Text block |
· · · · ·

So now you don't have to do the tracking, just find the hole.

And then you can use a non-US provider to get direct imagery now that you know exactly where to look.


If the restricted area is large, a carrier is regionally disabling for an imagery provider. If it's smaller (and therefore must move over time to follow the carrier group) as soon as the imagery provider starts refusing sales in an area, any customer can test and learn its perimeter with trial purchases, find a coarse center, and learn its course and speed. You don't care about anything else until there's actual hostilities.


It would make tracking impossible, as no other country operates satellites.


You don't even need a free account on flightradar24 to track its planes, at least two launch from it and pattern circle around it almost daily.


That relies on transponders which can be switched of if decision is taken to do so.


Sure, and they don't decide to do that in many cases.


...literally yes (to the latter)? Is that not exactly why modern warships have to implement things like measures to reduce their radar cross section? If you could actually just rely on "ocean too big" then there would be no need for that.


It is in part for small crafts (frigates and corvettes) but for pretty much anything larger there's no concealing those ships.

The primary reason however for minimizing radar cross section and increasing radar scatter is to harden protections against radar based weapon systems during a conflict.

Even if the ship is still visible in peacetime operations, once electronic countermeasures/ECM are engaged, it gets an order of magnitude harder for guided missiles to still "see" the ship.

Depending on the kit, once missiles are in the air the ship and all of their friends in their strike group/squadron is going to start jamming radar, popping decoys, and trying to dazzle the missiles effectively enough for RIM-174/SM-6, RIM-66/SM-1, and RIM-67/SM-2s to intercept it without the missiles evading. And should the missile make it to close-in range then it's just praying that the phalanx/CIWS takes care of it.

· · · · ·

Work task 1 | In the discussion of tracking warships, what is the main reason larger ships minimize their radar cross section? Answer in one to three sentences.
Work task 2 | In the discussion of tracking warships, which site is named as a way to follow a carrier's planes?
Work task 3 | Continue the discussion of tracking warships after its last sentence.

· · · · ·

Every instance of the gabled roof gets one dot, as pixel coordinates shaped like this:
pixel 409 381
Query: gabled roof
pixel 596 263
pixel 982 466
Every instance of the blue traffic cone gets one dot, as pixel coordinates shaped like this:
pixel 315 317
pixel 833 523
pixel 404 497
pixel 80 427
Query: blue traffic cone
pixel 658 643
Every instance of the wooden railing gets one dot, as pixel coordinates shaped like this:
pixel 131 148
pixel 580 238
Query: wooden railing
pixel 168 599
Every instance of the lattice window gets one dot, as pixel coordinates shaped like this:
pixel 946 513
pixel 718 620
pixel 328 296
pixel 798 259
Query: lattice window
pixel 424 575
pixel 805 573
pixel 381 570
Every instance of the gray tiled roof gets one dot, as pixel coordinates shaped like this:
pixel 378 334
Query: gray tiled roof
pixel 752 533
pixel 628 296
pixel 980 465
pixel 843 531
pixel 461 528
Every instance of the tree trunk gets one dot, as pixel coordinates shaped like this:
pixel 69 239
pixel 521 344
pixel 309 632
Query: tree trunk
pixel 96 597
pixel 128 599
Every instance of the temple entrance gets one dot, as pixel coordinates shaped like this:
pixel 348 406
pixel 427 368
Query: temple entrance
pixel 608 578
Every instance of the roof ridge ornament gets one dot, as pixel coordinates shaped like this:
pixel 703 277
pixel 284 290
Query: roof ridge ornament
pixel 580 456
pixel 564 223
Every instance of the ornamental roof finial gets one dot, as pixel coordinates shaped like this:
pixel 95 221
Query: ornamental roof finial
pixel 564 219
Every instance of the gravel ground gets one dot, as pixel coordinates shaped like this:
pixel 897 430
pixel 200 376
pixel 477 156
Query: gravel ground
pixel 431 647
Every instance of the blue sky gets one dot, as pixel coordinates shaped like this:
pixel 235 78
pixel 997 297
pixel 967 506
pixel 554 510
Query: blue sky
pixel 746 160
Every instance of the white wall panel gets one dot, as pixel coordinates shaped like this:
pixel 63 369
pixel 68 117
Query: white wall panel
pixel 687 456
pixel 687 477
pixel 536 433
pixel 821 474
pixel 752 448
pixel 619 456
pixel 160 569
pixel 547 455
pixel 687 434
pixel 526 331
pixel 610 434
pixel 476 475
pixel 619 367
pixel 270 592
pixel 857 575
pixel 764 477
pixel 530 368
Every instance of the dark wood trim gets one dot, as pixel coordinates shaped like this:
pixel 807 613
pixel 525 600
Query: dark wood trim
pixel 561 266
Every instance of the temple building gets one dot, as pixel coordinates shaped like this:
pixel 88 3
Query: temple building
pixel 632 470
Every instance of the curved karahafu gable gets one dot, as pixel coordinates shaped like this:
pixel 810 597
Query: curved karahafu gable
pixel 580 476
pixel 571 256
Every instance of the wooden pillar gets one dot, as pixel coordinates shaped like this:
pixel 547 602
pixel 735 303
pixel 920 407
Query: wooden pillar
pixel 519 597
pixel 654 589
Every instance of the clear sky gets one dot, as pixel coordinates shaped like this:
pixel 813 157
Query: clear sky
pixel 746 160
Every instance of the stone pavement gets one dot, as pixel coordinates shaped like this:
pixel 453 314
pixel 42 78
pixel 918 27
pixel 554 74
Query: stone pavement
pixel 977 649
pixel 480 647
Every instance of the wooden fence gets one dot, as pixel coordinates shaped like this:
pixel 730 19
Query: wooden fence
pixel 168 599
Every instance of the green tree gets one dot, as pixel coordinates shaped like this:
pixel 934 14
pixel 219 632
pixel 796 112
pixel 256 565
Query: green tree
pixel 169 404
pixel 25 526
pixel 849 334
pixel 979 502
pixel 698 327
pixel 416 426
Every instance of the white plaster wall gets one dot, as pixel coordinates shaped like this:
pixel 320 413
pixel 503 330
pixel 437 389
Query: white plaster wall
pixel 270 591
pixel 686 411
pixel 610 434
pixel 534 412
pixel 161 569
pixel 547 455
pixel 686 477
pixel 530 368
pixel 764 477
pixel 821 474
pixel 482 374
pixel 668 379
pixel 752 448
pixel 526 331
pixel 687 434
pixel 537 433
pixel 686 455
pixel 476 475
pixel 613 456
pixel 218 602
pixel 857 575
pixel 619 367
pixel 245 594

· · · · ·

Expected output 1 | The main reason is to harden the ship against radar-based weapon systems during a conflict. Even if the ship can be seen in peacetime, once electronic countermeasures are engaged, guided missiles find it an order of magnitude harder to "see" it.

Expected output 2 | flightradar24

Expected output 3 |
And if everything fails then all that jamming and dazzling + the reduced radar cross section is going to hopefully result in the missiles being slightly off target/not a complete kill on the vessel.

So they still serve a purpose. Just not for stealth. Instead serving as compounding increases to survival odds in engagement scenarios.


But what you're describing is stealth. "Stealth" doesn't mean "invisible". Humans wearing combat fatigues aren't literally invisible either especially when moving, they're just harder to track/get a visual lock on to aim at.

The point still stands that you cannot rely on "ocean is too big for anyone to find me" because it very much is not.


I think you are sim-interpreting what I was saying (and if you see what I've posted elsewhere in the discussion thread I'm very much in agreement with you).

I was just saying that stealth is a component of ship design for small crafts (i.e. those that would generally stay close to the coast) but that it's not the case for larger ships and even for those smaller ships it's just not the primary purpose for radar optimized hulls.

Close to the coast, non-coastal radar won't be able to detect ships nearly as well as out at sea where they stand out like a sore thumb. And of course coastal radar will still light up any ship so stealth there is of little value on foreign shores.

But really outside of some niche cases for small crafts, radar "stealth" is all about survivability and not the traditional view of stealth.

TLDR I think we are pretty much in agreement.


Those are the few countries that France needs to worry about.

Doesn't matter whether Estonia, Honduras, Laos, and Luxembourg can track their carrier, or not.

EDIT: In confined waters (like the Mediterranean), many more countries could track the carrier if they cared to. Even back in the 1950's, the Soviets got quite adept at loading "fishing boats" with electronic equipment, then trailing behind US Navy carrier groups.


Billy Boy from the Island can use commercial satellites to map mud huts for his vaccine NGO, i'm sure any nation state can find a few quid to locate a war ship.


was


This. You can search for years for a ship and never find it.